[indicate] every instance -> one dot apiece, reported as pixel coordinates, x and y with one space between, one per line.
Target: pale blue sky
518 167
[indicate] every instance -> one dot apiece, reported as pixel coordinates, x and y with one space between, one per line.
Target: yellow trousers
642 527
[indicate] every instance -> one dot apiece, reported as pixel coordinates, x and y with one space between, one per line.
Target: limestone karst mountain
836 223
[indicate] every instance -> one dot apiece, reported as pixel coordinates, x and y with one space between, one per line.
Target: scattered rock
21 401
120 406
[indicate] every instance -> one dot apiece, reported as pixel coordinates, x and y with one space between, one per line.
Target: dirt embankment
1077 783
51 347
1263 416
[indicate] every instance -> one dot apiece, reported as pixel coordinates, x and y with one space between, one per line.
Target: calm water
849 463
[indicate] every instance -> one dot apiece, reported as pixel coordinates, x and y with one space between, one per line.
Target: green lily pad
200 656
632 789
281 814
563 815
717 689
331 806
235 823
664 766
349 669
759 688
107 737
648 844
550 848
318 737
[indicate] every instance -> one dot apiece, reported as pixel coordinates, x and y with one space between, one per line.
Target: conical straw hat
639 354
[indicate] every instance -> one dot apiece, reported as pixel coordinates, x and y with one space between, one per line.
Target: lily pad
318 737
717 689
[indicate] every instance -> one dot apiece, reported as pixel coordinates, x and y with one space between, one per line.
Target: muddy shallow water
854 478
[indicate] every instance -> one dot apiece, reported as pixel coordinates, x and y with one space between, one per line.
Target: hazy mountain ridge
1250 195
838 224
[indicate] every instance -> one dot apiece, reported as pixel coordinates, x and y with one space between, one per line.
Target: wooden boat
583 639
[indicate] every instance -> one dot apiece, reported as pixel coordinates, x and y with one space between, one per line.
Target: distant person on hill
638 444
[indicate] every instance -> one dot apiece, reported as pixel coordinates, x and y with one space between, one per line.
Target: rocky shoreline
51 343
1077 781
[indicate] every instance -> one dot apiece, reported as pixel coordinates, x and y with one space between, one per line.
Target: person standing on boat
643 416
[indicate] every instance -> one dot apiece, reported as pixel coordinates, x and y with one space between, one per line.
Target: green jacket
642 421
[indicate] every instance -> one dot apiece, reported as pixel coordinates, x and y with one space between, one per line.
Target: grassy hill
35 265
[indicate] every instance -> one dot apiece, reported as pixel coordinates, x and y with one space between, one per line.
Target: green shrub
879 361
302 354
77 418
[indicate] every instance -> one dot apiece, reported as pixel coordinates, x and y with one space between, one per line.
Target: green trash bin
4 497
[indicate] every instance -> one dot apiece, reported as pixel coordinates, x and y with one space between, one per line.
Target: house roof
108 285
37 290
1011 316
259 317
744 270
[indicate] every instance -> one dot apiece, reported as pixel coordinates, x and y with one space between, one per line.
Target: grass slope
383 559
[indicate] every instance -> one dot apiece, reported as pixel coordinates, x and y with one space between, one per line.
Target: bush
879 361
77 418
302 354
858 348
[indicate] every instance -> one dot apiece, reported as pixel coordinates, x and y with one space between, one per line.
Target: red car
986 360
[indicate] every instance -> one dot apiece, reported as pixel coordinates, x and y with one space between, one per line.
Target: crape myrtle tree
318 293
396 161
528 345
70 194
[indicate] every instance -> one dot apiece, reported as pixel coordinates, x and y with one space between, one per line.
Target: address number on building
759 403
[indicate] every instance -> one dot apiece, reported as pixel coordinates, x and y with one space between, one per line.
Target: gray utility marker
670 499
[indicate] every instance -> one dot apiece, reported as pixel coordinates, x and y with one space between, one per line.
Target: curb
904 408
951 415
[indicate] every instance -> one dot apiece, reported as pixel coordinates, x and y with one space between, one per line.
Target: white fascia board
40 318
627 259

* * * * *

Each entry is to be written out exactly as it was given.

[indicate] every instance -> one dot apiece, reported as pixel coordinates, x and y with one space between, one per line.
Target: pale blue sky
518 167
[indicate] every instance -> one dot apiece, reported as pixel coordinates, x and y with one space between, one per line.
Target: yellow trousers
642 527
[indicate] every instance -> one dot apiece, reported as pixel coordinates, x and y with one space between, one per line.
Target: limestone karst mountain
836 223
[indicate] every instance -> one dot apiece, reported as pixel coordinates, x and y with one space between, one per line.
Target: scattered rock
21 401
120 406
[indicate] every instance -> one dot apiece, reported as pixel coordinates, x and y with one space between, one per line.
Target: dirt embankment
1077 783
51 347
1263 416
[indicate] every instance -> one dot apiece, reported as pixel coordinates, x and y with one space between, one per line.
Target: calm water
849 463
[indicate] every instance -> one dot apiece, reported as pixel coordinates, x and y with one space between, one per line.
Target: green lily pad
200 656
632 789
281 814
563 815
717 689
331 806
235 823
664 766
349 669
759 688
107 737
648 844
550 848
318 737
[indicate] every instance -> one dot apiece, reported as pixel coordinates, x and y with one space between, one per line.
Target: conical straw hat
639 354
[indicate] every instance -> one dot apiece, reported as pixel coordinates, x and y with one space between, one per line.
Target: lily pad
318 737
717 689
[indicate] every instance -> one dot apiece, reported as pixel coordinates, x and y with one space between, one per line.
Target: muddy shallow water
854 478
[indicate] every instance -> one dot apiece, reported as pixel coordinates, x and y with one space between, one per line.
Target: hazy mountain ridge
1250 195
838 224
[indicate] every instance -> one dot apiece, reported as pixel coordinates, x and y with one space between, one per line.
Target: wooden boat
583 639
[indicate] every instance -> one dot apiece, reported as pixel coordinates, x and y with one space between, one per line.
Target: distant person on hill
638 444
[indicate] every instance -> one dot apiece, reported as pixel coordinates, x and y with one space between, one per line.
Target: rocky shoreline
51 343
1077 781
[indicate] every instance -> one dot apiece, reported as pixel coordinates, x and y with one space between, one per line.
Target: person standing on boat
643 416
[indicate] every instance -> one dot apiece, reported as pixel coordinates, x and y with one space between, one per line.
Target: green jacket
642 421
[indicate] every instance -> one dot apiece, reported as pixel coordinates, x and y with one space between, one per line.
Target: grassy hill
35 265
[indicate] every instance -> one dot apiece, reported as pixel coordinates, x and y with one space between, one per line.
Target: green shrub
879 361
302 354
77 418
[indicate] every instance -> one dot apiece, reported as pixel coordinates, x and y with one space between, one per line.
Target: green trash bin
4 497
[indicate] every instance -> one dot apiece, reported as pixel coordinates, x and y with one space between, one per line.
Target: house roof
108 285
37 290
1011 316
259 317
744 270
[indicate] every instance -> one dot apiece, reported as pixel coordinates, x and y with one space between, one per line.
Target: grass slope
383 559
[indicate] every instance -> one dot apiece, reported as pixel coordinates, x and y with one space between, one per line.
Target: bush
879 361
77 418
302 354
858 348
[indicate] every instance -> one dot apiece, reported as pixel coordinates, x and y with one space between, one per line.
Target: red car
986 360
[indicate] every instance -> one dot apiece, reported as pixel coordinates, x and y with one space between, one per line.
Target: crape myrtle tree
318 293
396 161
528 345
70 194
[indicate] every instance -> one dot apiece, reported as pixel coordinates, x and y with one space between, one per line.
Target: address number on building
759 403
[indicate] every instance -> one dot apiece, reported as pixel coordinates, x and y with one space between, one per line.
Target: gray utility marker
670 499
[indicate] every instance -> one dot apiece, reported as pixel coordinates, x and y with one space between, one per line.
Target: curb
904 408
951 415
[indicate] every instance -> one dot apiece, reported as pixel coordinates, x and y with one space between, one per line.
Target: white fascia board
40 318
627 259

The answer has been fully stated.